▶ _KUTIPAN TEKS_:
•••••
Tren Pengembangan Kompetensi SDM
loading...
A
A
A
Muhtadin AR
Kabag TU Pusdiklat Teknis Kemenag RI
BEBERAPA waktu lalu, saya diundang Inovasi, kemitraan Indonesia-Australia untuk pengembangan kemajuan pendidikan di Indonesia melalui lembaga pendidikan di bawah naungan Kementerian Agama dan Kementerian Pendidikan dan Kebudayaan, untuk berbicara di hadapan 200-an orang yang terdiri kepala, guru, dan pengawas madrasah yang berasal dari Jawa Timur, Nusa Tenggara Barat, Nusa Tenggara Timur, dan Kalimantan Utara.
Atas permintaan panitia, saya diminta menyampaikan dua hal, pertama tentang peluang praktik baik yang dilakukan madrasah mitra Inovasi untuk menjadi materi pelatihan, dan yang kedua tentang platform Pintar yang dikembangkan Pusdiklat Tenaga Teknis Pendidikan dan Keagamaan untuk mengembangkan kompetensi Sumber Daya Manusia (SDM) yang menjadi tanggung jawab Kementerian Agama.
Pada materi pertama saya sampaikan, praktik baik adalah hal yang mahal karena sudah teruji oleh beragam situasi dan kondisi. Suatu aktivitas disepakati menjadi baik karena telah berhasil melewati ragam perdebatan, pertentangan, dan ketidaksetujuan. Karenanya, praktik baik harus diperlakukan dengan baik karena akan mudah menjadi inspirasi bagi yang lain. Orang bisa meniru melakukan praktik baik tanpa perlu memberikan tafsir. Dia cukup meniru tujuannya, semangatnya, tahapannya, cara-caranya, dan hasil yang ingin diraihnya.
Lalu apakah praktik baik yang dilakukan di madrasah-madrasah mitra Inovasi bisa masuk dalam pelatihan? Itu soal mudah, karena untuk memasukkan hal baik dalam mesin pelatihan hanya menyetandarkan kemasan. Substansinya adalah praktik baik harus diinformasikan, dikampanyekan, dan disebarluaskan kepada masyarakat. Masyarakat harus mendapatkan contoh baik dari praktik-praktik baik agar dunia dan isinya dipenuhi dengan kebaikan.
Kemudian untuk materi kedua tentang platform Pintar, saya ceritakan Pintar hadir untuk menjawab banyak hal. Pertama, Pintar hadir karena perkembangan teknologi menuntut kita untuk bisa beradaptasi dan memanfaatkannya. Kehadiran teknologi tidak bisa dibendung, apalagi dilawan. Satu-satunya jalan adalah kita harus bersahabat dengan teknologi. Menjauhi teknologi, apalagi melawan teknologi seperti melawan sunnatullah, tidak mungkin.
•••••
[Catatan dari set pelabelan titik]
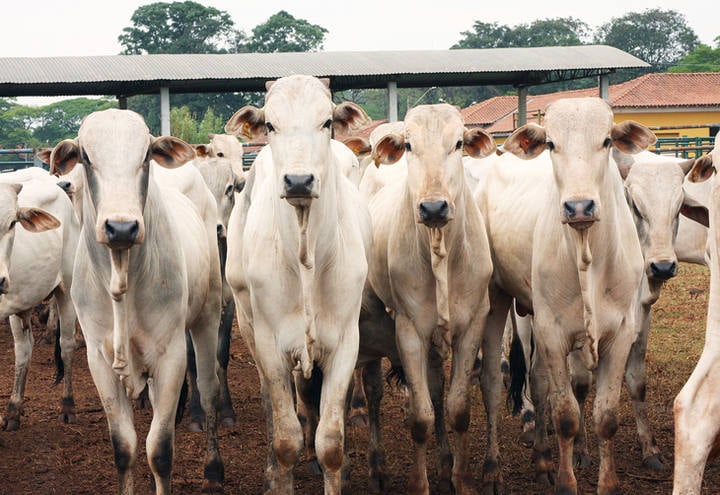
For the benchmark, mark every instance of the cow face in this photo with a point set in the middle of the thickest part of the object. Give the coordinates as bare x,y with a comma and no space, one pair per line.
32,220
115,147
298,118
579,134
654,192
432,142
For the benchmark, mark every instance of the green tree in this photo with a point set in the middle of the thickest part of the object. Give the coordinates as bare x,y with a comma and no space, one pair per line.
702,59
180,27
658,37
61,120
284,33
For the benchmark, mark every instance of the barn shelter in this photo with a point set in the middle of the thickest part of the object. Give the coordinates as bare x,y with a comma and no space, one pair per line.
128,75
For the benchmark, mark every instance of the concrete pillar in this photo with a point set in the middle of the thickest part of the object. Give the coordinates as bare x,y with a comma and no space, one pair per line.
392,101
165,111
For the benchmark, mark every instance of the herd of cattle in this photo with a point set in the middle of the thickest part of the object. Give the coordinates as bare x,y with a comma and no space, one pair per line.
•••••
▶ _SOAL 1_: Ambil baris-baris catatan mulai dari baris yang memuat "For the benchmark, mark every instance of the barn" sampai akhir catatan, lalu salin semuanya tanpa perubahan.
▶ _SOAL 2_: Tulislah lanjutan tulisan tentang tren pengembangan kompetensi SDM, dimulai setelah kalimat terakhirnya.

▶ _JAWABAN TUGAS 1_:
For the benchmark, mark every instance of the barn shelter in this photo with a point set in the middle of the thickest part of the object. Give the coordinates as bare x,y with a comma and no space, one pair per line.
128,75
For the benchmark, mark every instance of the concrete pillar in this photo with a point set in the middle of the thickest part of the object. Give the coordinates as bare x,y with a comma and no space, one pair per line.
392,101
165,111
For the benchmark, mark every instance of the herd of cattle in this photo with a point set in the middle of the thickest part of the object. Give the coordinates as bare x,y with a comma and no space, one pair per line.

▶ _JAWABAN TUGAS 2_:
Kedua, Pintar hadir untuk menyemai demokratisasi pengetahuan. Semua orang harus diberikan akses, dimudahkan, dan ditunjukkan informasi untuk mendapatkan pengetahuan. Pintar sebagai platform yang dikembangkan pemerintah, melalui Pusdiklat Teknis Kementerian Agama, dirancang untuk mewujudkan demokratisasi itu, melayani semua masyarakat untuk mendapatkan pengetahuan dan informasi. Pintar diproyeksikan untuk memberikan akses pengetahuan kepada siapa pun yang ingin mendapatkannya.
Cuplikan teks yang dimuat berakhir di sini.